Warta, Ilanka, Tęcza, Syrena, a może będzie to ktoś inny?
Tydzień po trzeciej lidze, rozgrywki zainauguruje nasza czwarta. W tym sezonie powinna być ona znacznie bardziej wyrównana niż w ubiegłym.
W minionym faworyt był jeden - Stilon Gorzów. W obecnym można powiedzieć, że z jednej strony nie ma takiego, z drugiej jest kilku. - Pytanie, kto będzie chciał awansować z czwartej do trzeciej ligi - zastanawia się Mateusz Konefał, szkoleniowiec beniaminka rozgrywek Warty Gorzów.
To pytanie jest zasadne, bo na trzecią ligę trzeba byłoby mieć znacznie większy budżet niż w czwartoligowych rozgrywkach. To jedno, drugie to o wiele lepszy poziom sportowy, a z tym na tym szczeblu bywa różnie. - To są bardzo specyficzne rozgrywki. Szczerze mówiąc, to nie potrzeba wiele, że coś w niej ugrać. To jest jej paradoks. Nie chciałbym tu przytaczać przykładów, ale były takie drużyny w czwartej lidze, które się do niej w ogóle nie przygotowywały w zimie, za to na wiosnę odpaliły, wygrały kilka meczów z rzędu i były w czołówce rozgrywek. Zwykły kibic kupi gazetę, przeczyta wynik i pomyśli sobie: „ale oni idą, ale tam jest trener”, a tak naprawdę nie trenują w takim zespole, zbierają się jedynie na spotkania i jakoś im idzie. Na tym polega ta specyfika - przekonuje Konefał, który wie, co mówi, bo pracował i w trzeciej, i w czwartej lidze, z Piastem Karnin Gorzów, oraz w klasie okręgowej, z której awansował z Wartą.

Wymagane działanie A: Jakie drużyny wymienia tytuł artykułu o czwartej lidze?
Wymagane działanie B: Która drużyna była jedynym faworytem poprzedniego sezonu według artykułu o czwartej lidze?
Wymagane działanie C: Podaj dalszy ciąg artykułu o czwartej lidze, zaczynając od miejsca po jego ostatnim zdaniu.
Zapisy nie są tu do niczego potrzebne.

Zestawienie danych:
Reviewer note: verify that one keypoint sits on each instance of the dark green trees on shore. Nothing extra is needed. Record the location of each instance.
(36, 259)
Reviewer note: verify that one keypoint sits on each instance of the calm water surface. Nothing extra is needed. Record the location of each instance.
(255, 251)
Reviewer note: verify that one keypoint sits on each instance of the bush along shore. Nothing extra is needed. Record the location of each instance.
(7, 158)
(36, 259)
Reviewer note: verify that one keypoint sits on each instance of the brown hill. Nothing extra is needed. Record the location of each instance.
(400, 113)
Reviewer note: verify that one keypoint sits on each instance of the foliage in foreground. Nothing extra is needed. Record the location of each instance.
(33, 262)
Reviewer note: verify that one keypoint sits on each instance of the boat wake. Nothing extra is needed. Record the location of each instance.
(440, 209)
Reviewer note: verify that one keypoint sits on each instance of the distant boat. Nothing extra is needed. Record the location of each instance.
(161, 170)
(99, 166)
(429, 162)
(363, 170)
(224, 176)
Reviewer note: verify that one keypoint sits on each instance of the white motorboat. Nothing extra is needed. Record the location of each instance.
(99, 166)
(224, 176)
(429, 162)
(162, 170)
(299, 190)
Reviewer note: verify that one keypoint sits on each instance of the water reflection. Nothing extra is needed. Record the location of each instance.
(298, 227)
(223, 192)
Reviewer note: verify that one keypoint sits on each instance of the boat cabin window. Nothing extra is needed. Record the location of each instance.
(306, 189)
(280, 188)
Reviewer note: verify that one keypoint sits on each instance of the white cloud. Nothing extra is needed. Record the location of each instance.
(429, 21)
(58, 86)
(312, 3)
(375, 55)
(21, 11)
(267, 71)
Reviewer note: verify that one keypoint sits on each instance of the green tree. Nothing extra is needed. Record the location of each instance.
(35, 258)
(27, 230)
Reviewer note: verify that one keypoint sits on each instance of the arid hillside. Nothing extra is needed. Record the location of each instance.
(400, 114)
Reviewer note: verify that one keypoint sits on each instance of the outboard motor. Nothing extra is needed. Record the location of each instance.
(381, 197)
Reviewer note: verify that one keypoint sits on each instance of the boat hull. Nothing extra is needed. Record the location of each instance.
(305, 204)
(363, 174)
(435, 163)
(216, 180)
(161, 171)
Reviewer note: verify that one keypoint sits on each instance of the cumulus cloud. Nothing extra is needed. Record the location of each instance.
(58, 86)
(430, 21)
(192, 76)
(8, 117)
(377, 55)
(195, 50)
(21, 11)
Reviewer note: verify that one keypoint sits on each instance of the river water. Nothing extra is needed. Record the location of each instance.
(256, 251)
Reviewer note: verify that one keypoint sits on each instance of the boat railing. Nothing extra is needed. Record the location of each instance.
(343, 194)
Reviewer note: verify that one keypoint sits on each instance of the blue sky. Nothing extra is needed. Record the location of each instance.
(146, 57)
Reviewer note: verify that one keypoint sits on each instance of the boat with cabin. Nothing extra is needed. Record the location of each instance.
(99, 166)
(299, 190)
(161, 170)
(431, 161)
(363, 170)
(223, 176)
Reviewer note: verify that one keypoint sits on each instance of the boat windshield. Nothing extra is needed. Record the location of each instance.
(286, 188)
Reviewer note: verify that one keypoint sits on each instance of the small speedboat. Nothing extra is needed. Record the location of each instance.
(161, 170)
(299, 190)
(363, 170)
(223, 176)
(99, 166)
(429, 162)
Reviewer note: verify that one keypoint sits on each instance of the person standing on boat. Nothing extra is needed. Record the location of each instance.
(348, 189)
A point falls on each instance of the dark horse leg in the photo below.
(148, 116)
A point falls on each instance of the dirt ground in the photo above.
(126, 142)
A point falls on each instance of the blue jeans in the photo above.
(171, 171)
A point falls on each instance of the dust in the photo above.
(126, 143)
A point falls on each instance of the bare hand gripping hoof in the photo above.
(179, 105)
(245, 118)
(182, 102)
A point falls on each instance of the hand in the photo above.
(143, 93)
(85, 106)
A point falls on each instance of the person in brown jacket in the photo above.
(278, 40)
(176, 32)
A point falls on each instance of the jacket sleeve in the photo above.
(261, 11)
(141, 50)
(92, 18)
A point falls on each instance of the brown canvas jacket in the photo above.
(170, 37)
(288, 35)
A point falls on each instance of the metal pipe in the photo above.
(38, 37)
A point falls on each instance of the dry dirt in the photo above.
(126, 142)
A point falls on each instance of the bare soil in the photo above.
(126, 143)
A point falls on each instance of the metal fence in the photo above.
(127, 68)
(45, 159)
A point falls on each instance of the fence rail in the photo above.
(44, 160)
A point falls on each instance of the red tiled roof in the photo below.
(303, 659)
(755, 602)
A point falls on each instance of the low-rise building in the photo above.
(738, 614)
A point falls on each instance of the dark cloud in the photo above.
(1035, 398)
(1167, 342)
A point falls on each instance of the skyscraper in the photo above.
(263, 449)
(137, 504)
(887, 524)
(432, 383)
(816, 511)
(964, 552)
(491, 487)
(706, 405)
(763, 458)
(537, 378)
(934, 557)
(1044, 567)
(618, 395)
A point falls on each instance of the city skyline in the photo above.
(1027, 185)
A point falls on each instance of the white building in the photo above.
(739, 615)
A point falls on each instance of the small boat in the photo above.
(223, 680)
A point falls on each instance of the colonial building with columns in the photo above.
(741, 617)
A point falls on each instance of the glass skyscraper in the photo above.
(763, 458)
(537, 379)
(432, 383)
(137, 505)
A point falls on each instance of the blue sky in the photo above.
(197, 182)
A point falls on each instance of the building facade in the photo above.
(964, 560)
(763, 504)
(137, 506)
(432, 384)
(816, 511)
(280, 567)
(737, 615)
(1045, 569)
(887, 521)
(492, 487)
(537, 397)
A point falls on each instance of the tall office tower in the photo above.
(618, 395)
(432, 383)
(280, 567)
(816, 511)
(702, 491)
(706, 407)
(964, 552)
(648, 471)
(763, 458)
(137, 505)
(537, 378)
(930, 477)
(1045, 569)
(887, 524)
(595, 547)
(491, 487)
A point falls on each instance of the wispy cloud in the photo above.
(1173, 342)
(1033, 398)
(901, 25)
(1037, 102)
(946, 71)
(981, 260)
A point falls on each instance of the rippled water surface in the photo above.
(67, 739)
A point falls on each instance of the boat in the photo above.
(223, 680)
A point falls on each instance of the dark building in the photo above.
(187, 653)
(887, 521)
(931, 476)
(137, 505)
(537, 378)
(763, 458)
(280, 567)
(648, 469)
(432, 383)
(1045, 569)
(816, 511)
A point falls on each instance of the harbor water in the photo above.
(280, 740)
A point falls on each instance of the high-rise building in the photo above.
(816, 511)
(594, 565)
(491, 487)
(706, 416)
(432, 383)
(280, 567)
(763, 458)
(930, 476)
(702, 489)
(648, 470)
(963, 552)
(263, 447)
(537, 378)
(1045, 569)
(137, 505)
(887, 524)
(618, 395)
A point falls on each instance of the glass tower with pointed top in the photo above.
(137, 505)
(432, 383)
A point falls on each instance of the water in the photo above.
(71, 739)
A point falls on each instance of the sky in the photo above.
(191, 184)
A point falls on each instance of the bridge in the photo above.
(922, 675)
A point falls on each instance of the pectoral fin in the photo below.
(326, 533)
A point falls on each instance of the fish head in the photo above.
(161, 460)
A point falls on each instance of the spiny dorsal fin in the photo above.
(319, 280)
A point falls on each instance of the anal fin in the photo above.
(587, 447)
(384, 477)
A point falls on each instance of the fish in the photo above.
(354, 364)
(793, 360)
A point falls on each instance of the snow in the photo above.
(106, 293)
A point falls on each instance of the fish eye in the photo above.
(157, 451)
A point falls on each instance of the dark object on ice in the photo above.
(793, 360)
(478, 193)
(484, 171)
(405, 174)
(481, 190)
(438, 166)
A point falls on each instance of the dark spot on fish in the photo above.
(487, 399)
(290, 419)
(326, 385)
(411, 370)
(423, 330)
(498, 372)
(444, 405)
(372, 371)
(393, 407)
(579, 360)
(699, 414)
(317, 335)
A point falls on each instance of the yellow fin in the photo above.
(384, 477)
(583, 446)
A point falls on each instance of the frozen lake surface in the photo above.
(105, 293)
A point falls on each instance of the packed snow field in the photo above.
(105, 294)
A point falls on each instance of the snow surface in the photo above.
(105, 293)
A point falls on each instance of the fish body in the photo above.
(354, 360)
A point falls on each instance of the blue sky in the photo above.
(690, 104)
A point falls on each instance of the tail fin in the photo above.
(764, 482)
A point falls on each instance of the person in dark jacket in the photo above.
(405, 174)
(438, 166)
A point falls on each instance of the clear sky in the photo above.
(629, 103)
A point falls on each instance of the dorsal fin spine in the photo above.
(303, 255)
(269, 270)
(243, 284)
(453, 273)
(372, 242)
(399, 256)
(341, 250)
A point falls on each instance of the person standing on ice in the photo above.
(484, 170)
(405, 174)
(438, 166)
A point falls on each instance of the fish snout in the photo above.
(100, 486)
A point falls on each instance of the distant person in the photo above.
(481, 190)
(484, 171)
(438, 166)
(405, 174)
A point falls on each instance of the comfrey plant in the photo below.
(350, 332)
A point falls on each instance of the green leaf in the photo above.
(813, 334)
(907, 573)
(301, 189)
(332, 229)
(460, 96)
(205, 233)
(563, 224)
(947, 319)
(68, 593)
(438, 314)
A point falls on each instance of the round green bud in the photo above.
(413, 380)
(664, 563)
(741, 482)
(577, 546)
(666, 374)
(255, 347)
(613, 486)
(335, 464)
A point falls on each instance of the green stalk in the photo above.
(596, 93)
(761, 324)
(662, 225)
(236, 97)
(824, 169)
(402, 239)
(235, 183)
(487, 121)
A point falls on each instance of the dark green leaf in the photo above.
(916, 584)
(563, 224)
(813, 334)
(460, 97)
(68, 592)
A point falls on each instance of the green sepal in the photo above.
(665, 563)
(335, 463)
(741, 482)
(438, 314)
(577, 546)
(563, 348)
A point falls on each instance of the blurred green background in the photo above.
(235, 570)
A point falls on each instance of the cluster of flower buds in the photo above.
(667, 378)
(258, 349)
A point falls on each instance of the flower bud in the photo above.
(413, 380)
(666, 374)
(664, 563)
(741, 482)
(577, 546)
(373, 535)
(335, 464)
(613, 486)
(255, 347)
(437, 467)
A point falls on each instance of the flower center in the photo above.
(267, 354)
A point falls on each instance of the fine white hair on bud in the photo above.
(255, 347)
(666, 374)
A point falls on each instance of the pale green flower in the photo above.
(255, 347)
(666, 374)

Odpowiedź pisemna A: Warta, Ilanka, Tęcza, Syrena.

Odpowiedź pisemna B: Stilon Gorzów.

Odpowiedź pisemna C:
Trener warciarzy w grupie faworytów widzi m.in. Steinpol-Ilankę Rzepin, drugą ekipą poprzednich rozgrywek, oraz drugiego z beniaminków Tęczę Krosno Odrz. - Wydaję mi się, że silna będzie Steinpol-Ilanka Rzepin, bo praca wykonana przez trenera Kamila Michniewicza powinna nadal owocować [po wielu latach zastąpił go jego asystent Daniel Odziemkowski - dop. red.]. Tam trzon zespołu nie zmienił się, poza odejściem Marcina Żeno [ten poszedł do Pogoni Skwierzyna, gdzie będzie grającym szkoleniowcem – dop. red.]. W Rzepinie są zawodnicy, którzy grają ze sobą kilka lat. Są ze sobą zgrani, są zżyci. Być może kandydatem będzie też Tęcza Krosno Odrzańskie. Jest tam młody, ambitny trener Maciej Kulikowski, który fajnie układa ten zespół, oparty na zawodnikach z Krosna - wymienia Konefał.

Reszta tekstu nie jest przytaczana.